Written instruction A: From the passage about Stevenson High School, list the names of the school's assistant principals.
Written instruction B: According to the passage about Stevenson High School, what is the school's motto?
Written instruction C: Continue the passage about Stevenson High School from where it stops.

Text shown:
************
Adlai E. Stevenson High School is a public high school located in Sterling Heights, Michigan, a suburb of Detroit. Stevenson is a part of Utica Community Schools,  Michigan's second largest school district.

The school was named for Adlai E. Stevenson, a two-time candidate for President of the United States and former United Nations ambassador.  In athletics, the school is often referred to as "Sterling Heights Stevenson". The school's mascot is the "Titans."

School information
As of fall 2012, the school has an enrollment of 2,881, making it the third largest high school in Michigan—when including grades 10-12—and the largest high school in Utica Community Schools.  Stevenson's principal is Kenneth L. Cucchi III and has three assistant principals: Alison Hildebrand, Scott May, and Larry Gray.  The Stevenson MADE Academy's principal is Alison Hildebrand. Stevenson is also a State of Michigan and a National Exemplary Blue Ribbon School of Excellence.

Stevenson High is also home to the Stevenson Manufacturing, Automation, and Design Engineering program (MADE). 

Parts of the school have been renovated including new hallways, and several new classrooms.

Stevenson's newspaper is called "The Vanguard" and its yearbook is called "The Ambassador"; both are Sparty Award winners.

Stevenson High School's motto is "The School of Champions".

As of the 2013–2014 school year, Stevenson had a total enrollment of 1995. Of that, 1718 were white (86.12%), 149 were African American (7.47%), 78 were Asian or Pacific Islander (3.91%), and 33 were Hispanic (1.65%).

Athletics
The Titans are a Division 1 School in the MHSAA and compete in The Macomb Area Conference in lacrosse, competitive cheerleading, football, marching band, baseball, basketball, bowling, cross country, dance team, golf, soccer, softball, swimming, tennis, track, and volleyball.

Football

The Stevenson Titans have one of the best High School Football Programs in the State of Michigan, throughout the program's history it has garnered 47 All-State and 2 All-American Student-Athletes,  winning their Division Championship a total of 15 times, since the addition to a State Playoff beginning in 1975, The Titans have appeared have in the playoffs 22 times and have won 10 Regional Championships, 4 District Championships, and being Runner-Ups in the Division 1 Football State Championship Game 4 times.
************
Supplied data:
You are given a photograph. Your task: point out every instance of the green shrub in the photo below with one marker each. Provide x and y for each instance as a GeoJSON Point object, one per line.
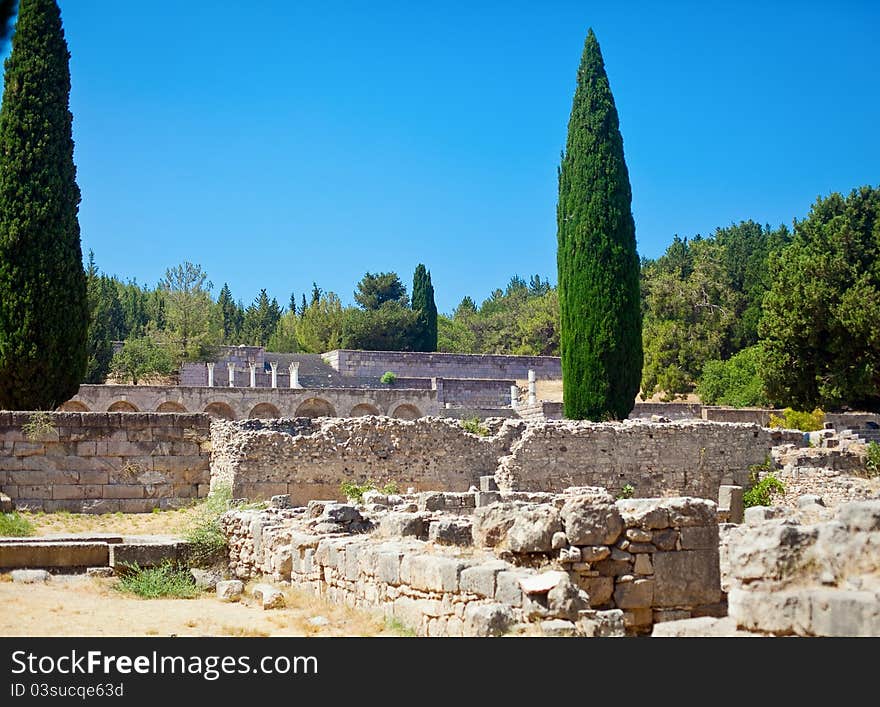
************
Task answer A: Alison Hildebrand, Scott May, Larry Gray

Task answer B: "The School of Champions"

Task answer C:
The Titans have the most players in the Macomb County to play in the NFL. Notable Professional Football Players who graduated from Stevenson are Frank Zombo, Carl Davis, Pete Chryplewicz, Dan Jilek, Chris Liwienski, and Jim Szymanski.

The Titans have one of the Fiercest Football Rivalries in the State with Eisenhower High School dating back to 1972 and played annually since 1980. The Eagles lead the Rivalry 26–24.

Baseball

The Titans also have one of the best High School Baseball Programs in the State. Under Head Coach Joe Emanuele, the Titans won the 2005 Division 1 Baseball State Championship, and also garnered 3 Final Four appearances, 6 Regional Championships, 12 District Championships, and 12 Division Championships.

Competitive Cheerleading

The Titans Competitive Cheerleading Team won the 2018 MHSAA Division 1 Competitive Cheerleading Championship.

Dance Team

The Titans Dance Team has one of the best Varsity Dance Teams in the Nation, in the last 7 consecutive years placing in the UDA National Dance Team Championship within the top-12 with their highest place being 2nd in 2017.

NHL Professional Hockey players Derian and Kevin Hatcher both hail from Stevenson.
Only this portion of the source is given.